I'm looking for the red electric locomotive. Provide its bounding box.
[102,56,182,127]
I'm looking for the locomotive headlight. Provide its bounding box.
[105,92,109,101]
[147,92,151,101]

========

IHRE AUFGABE → Tauschen Sie in den obigen Zeilen „locomotive“ gegen „engine“ aus, und geben Sie die Zeilen ansonsten unverändert wieder.

BEARBEITETE ÜBUNG →
I'm looking for the red electric engine. Provide its bounding box.
[102,56,182,127]
I'm looking for the engine headlight. Provide its bounding box.
[105,92,109,101]
[147,92,151,101]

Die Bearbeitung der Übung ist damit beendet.